● WORK INSTRUCTIONS
• A. In the news excerpt, which unit was Cpl. Cory Palmer with?
• B. Return the part of the news excerpt that begins at the words "In short, a" and stops after "of his body.".

● TEXT SECTION
In short, a Marine died en route from Germany to Brooke Army Medical Center in San Antonio, only it wasn’t the Marine whom personnel at Landstuhl Regional Medical Center first thought.

“There was some confusion,” Marie Shaw, a spokeswoman at Landstuhl, said Tuesday.

As reported in Tuesday’s edition of Stars and Stripes, Cpl. Cory Palmer, 21, of Seaford, Del., died during a medical evacuation flight to Texas. Palmer was with the 2nd Reconnaissance Battalion, 2nd Marine Division, Camp Lejeune, N.C.

However, Palmer was not the Marine profiled in Monday’s Stars and Stripes. That article chronicled the extraordinary lengths taken by U.S. military medical teams in Iraq, Germany and the U.S. to treat a Marine with burns over 60 percent of his body.

“He’s still alive, but he’s in very critical condition,” Shaw said.

● ENTRIES SUPPLIED
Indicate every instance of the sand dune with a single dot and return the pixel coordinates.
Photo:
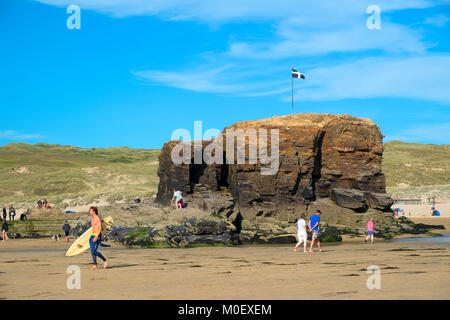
(409, 270)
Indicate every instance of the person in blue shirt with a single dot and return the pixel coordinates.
(314, 228)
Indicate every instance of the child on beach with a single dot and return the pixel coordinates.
(178, 198)
(301, 233)
(369, 230)
(5, 230)
(314, 228)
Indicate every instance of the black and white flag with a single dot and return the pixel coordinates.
(297, 75)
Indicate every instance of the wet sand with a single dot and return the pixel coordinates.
(409, 270)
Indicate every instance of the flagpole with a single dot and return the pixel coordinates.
(292, 80)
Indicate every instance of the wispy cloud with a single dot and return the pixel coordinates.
(14, 135)
(300, 30)
(440, 20)
(436, 132)
(220, 11)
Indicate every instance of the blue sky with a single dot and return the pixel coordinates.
(139, 69)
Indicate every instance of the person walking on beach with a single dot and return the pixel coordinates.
(369, 230)
(314, 228)
(301, 232)
(94, 240)
(5, 230)
(177, 197)
(66, 229)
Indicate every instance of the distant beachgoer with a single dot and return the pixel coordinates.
(94, 240)
(314, 228)
(66, 229)
(177, 197)
(5, 230)
(301, 232)
(370, 230)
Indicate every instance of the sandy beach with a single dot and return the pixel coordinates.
(36, 269)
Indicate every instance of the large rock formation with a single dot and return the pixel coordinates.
(321, 156)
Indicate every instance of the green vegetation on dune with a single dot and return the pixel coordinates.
(81, 175)
(69, 176)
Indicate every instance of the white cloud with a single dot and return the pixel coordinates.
(14, 135)
(423, 78)
(296, 42)
(436, 132)
(228, 79)
(219, 11)
(440, 20)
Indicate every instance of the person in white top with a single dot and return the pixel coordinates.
(301, 233)
(177, 197)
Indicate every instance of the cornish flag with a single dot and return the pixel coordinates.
(297, 75)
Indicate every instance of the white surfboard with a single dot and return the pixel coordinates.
(82, 243)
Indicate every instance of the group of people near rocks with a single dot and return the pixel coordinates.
(313, 227)
(12, 213)
(178, 198)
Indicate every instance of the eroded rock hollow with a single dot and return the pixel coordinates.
(324, 161)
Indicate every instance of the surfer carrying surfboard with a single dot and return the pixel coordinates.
(94, 240)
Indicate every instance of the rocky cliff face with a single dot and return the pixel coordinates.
(332, 158)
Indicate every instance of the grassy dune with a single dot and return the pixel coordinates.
(413, 170)
(69, 176)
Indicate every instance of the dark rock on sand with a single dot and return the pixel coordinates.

● ANSWERS PROVIDED
• A. He was with the 2nd Reconnaissance Battalion, 2nd Marine Division, Camp Lejeune, N.C.

• B.
In short, a Marine died en route from Germany to Brooke Army Medical Center in San Antonio, only it wasn’t the Marine whom personnel at Landstuhl Regional Medical Center first thought.

“There was some confusion,” Marie Shaw, a spokeswoman at Landstuhl, said Tuesday.

As reported in Tuesday’s edition of Stars and Stripes, Cpl. Cory Palmer, 21, of Seaford, Del., died during a medical evacuation flight to Texas. Palmer was with the 2nd Reconnaissance Battalion, 2nd Marine Division, Camp Lejeune, N.C.

However, Palmer was not the Marine profiled in Monday’s Stars and Stripes. That article chronicled the extraordinary lengths taken by U.S. military medical teams in Iraq, Germany and the U.S. to treat a Marine with burns over 60 percent of his body.